- SET OF TASKS:
- a) From the article on teachers and educational outcomes, transcribe the passage starting at "Dirk Van Damme" and ending at "Measuring Progress Division.".
- b) Decide whether each statement below agrees with the article on teachers and educational outcomes. Give yes or no for each and quote the words of the article that decide it.
(i) The Learning Curve was carried out together with The Economist's Intelligence Unit.
(ii) Van Damme said that small class sizes are necessarily linked to better class outcomes.
(iii) The PISA test is given to 15-year-old pupils every three years.
- c) Resume the article on teachers and educational outcomes from the point where it stops.

- SUPPLIED PASSAGE:
## START

Teach the Teacher

Students, parents and policymakers may want to invest in some apples before heading back to school this year and be sure they’re nice and shiny before handing them to teachers on the first day.

Teachers, more than most other aspects of a child’s classroom experience, are key to determining a child’s educational outcomes, said Brendan O’Grady, senior vice president of corporate and financial communication at Pearson, an international education publishing firm. When it comes to predicting success in school, more important than class size, mandated instruction time and other measurable factors is a “culture of education in which the teaching profession is held in very high regard,” he said.

A panel of experts noticed the connection between qualitative societal attitudes toward education and quantitative performance when consulting with Pearson on The Learning Curve, an international study of education systems done in conjunction with The Economist’s Intelligence Unit.

Dirk Van Damme at the Organisation for Economic Co-operation and Development, agrees. Small class sizes can be comfortable, he said, but are not necessarily linked to better class outcomes.

The OECD benchmarks scholastic performance of students around the world through the Programme for International Student Assessment, or PISA, a mathematics, science and reading test given to 15-year-old pupils every three years.

School systems can be assessed on their efficiency, or the quality of instruction provided relative to the budget and resources available, said Van Damme, who heads the OECD’s Innovation and Measuring Progress Division.

[READ: Public spending may be better suited going toward public education to keep citizens healthy.]

“Countries with good PISA scores are not always a result of financial investment,” he said, but above all else, “the OECD would argue more for increasing teacher salaries than decreasing class size.”

Across the U.S. and Europe, increasing income inequality seems to minimize education’s promise of a path to a better future, said Van Damme.

## END

[Excerpts from a detection dataset]
## START

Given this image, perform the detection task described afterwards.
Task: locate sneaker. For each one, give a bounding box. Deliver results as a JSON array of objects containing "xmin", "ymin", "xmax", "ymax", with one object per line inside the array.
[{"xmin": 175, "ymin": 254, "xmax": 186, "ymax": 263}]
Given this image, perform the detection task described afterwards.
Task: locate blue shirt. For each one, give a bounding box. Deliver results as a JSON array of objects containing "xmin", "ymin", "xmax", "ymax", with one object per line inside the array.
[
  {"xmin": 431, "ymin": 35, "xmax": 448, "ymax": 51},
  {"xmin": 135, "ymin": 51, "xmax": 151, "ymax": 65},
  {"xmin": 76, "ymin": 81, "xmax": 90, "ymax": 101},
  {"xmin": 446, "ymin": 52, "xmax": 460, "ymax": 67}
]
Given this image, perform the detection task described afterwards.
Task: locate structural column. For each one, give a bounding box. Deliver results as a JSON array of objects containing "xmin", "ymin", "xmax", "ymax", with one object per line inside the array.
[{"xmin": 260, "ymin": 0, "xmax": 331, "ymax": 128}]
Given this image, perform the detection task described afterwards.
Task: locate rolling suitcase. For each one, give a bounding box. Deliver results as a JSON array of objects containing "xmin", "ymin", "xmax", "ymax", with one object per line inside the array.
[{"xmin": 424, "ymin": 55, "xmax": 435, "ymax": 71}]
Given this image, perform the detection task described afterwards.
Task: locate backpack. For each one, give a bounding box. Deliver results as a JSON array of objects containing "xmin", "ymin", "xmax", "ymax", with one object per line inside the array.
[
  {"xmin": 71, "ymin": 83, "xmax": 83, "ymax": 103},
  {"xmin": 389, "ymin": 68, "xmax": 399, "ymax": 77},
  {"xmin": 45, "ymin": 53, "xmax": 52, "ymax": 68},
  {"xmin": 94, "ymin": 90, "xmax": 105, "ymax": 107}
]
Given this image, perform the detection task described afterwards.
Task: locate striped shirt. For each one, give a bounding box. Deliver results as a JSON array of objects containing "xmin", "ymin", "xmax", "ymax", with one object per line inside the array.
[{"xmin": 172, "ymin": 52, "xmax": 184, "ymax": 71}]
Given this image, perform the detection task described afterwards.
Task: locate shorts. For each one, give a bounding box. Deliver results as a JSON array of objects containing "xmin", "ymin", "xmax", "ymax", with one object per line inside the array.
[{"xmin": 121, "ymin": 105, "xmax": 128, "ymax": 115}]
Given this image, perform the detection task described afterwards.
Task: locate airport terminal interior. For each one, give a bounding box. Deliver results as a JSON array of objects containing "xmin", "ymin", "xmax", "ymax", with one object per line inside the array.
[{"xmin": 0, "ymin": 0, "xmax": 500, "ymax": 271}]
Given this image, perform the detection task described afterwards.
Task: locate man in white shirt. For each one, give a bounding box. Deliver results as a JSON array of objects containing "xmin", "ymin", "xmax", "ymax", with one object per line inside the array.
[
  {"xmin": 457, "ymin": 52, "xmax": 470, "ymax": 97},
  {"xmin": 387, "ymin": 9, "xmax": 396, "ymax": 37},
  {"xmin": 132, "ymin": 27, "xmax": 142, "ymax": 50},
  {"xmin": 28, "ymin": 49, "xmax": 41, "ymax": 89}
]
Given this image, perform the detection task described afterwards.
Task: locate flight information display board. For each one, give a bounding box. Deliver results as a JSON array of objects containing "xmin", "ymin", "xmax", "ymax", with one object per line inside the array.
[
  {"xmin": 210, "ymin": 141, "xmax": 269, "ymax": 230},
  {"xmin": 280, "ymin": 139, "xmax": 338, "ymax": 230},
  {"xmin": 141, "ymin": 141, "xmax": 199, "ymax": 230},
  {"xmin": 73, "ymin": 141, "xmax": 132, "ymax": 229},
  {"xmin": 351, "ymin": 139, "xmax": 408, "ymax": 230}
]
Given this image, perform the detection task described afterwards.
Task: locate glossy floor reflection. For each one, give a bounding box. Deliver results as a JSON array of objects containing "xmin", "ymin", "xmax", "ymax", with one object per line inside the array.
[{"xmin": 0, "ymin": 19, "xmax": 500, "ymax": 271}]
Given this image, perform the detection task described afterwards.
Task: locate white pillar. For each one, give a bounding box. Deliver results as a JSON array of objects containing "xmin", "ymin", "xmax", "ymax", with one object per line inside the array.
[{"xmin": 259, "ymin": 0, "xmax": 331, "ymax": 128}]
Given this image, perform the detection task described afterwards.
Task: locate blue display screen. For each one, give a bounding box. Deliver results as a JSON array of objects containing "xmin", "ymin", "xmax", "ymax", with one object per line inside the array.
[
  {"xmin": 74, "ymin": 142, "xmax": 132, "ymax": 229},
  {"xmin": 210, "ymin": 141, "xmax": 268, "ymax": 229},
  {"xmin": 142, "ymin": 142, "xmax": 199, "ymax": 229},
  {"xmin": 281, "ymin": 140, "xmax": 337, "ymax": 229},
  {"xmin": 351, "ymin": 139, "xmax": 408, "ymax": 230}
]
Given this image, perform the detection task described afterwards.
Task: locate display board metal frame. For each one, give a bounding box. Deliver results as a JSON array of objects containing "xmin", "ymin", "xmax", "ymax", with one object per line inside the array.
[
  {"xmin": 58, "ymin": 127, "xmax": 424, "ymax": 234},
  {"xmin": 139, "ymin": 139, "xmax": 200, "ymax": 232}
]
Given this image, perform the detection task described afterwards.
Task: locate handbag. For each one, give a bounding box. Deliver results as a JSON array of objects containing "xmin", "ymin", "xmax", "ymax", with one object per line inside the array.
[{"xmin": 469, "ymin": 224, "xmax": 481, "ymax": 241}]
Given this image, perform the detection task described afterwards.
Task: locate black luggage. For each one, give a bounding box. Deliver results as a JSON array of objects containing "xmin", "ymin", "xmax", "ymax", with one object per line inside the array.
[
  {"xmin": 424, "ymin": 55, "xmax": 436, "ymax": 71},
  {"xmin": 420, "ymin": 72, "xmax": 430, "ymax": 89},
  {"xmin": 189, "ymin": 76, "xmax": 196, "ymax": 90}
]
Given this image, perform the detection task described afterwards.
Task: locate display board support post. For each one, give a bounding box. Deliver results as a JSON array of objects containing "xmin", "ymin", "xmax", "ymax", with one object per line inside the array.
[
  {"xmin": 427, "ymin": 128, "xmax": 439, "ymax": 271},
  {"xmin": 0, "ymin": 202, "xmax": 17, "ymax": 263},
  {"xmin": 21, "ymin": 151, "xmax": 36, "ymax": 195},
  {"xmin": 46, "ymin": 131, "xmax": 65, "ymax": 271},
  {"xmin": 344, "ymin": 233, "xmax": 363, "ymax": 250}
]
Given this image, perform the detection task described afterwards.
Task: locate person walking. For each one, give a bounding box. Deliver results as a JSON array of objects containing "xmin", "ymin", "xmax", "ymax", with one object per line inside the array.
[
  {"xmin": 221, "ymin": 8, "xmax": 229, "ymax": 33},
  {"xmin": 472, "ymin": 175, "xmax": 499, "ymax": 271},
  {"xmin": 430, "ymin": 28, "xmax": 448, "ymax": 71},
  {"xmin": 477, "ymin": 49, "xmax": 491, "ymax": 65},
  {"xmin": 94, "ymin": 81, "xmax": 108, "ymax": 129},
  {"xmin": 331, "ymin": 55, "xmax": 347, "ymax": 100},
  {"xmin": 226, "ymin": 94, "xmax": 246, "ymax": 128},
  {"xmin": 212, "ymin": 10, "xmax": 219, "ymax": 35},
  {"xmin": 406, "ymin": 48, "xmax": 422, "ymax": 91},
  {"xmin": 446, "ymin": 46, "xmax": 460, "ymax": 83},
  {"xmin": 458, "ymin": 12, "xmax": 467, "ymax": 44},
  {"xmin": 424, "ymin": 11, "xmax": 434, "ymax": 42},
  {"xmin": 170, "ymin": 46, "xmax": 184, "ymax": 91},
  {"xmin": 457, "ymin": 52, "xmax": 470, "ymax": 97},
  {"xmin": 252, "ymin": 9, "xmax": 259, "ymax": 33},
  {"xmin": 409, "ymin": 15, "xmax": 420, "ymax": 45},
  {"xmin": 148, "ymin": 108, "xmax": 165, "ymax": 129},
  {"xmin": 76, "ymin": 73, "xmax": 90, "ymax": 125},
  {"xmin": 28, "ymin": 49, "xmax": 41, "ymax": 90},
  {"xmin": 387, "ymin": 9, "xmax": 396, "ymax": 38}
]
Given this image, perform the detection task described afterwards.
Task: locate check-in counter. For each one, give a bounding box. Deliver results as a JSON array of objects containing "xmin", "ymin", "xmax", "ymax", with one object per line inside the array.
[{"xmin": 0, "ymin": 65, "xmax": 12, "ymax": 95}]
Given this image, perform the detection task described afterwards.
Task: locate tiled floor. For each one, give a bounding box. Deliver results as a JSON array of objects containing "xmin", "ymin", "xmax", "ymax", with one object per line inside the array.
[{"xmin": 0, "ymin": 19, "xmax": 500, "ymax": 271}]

## END

- WRITTEN ANSWERS:
- a)
Dirk Van Damme at the Organisation for Economic Co-operation and Development, agrees. Small class sizes can be comfortable, he said, but are not necessarily linked to better class outcomes.

The OECD benchmarks scholastic performance of students around the world through the Programme for International Student Assessment, or PISA, a mathematics, science and reading test given to 15-year-old pupils every three years.

School systems can be assessed on their efficiency, or the quality of instruction provided relative to the budget and resources available, said Van Damme, who heads the OECD’s Innovation and Measuring Progress Division.

- b)
(i) Yes: "an international study of education systems done in conjunction with The Economist’s Intelligence Unit"
(ii) No: "are not necessarily linked to better class outcomes"
(iii) Yes: "a mathematics, science and reading test given to 15-year-old pupils every three years"

- c)
But in consistently top performing school systems, such as those in Singapore, South Korea and others in East Asia, the concept of “inherited smartness,” or a fixed level of talent in an individual, is a myth, O’Grady said, and it is the role of the teacher to be accountable for the success of all students, not just the top tier.

That responsibility is most critical in elementary school, according a report from the National Center on Education and the Economy, “Not so elementary: primary school teacher quality in top-performing systems.” According to researcher Ben Jensen, countries with the most successful school systems ensure the development of a strong teacher corps through four “policy levers”: rigorous selection of teachers, robust teacher training, subject specialization during training and significant in-school support and ongoing professional development.

[READ: Worldwide, public education is up for sale.]

In the U.S., the emphasis on teacher accountability has gone off course, said Van Damme. The livelihood of teachers has become tied to a high stakes testing system that serves to punish teachers more than guide better learning.

“It is very important to professionalize teachers and make them accountable,” he said. “But teachers also need to be trusted and invested in.”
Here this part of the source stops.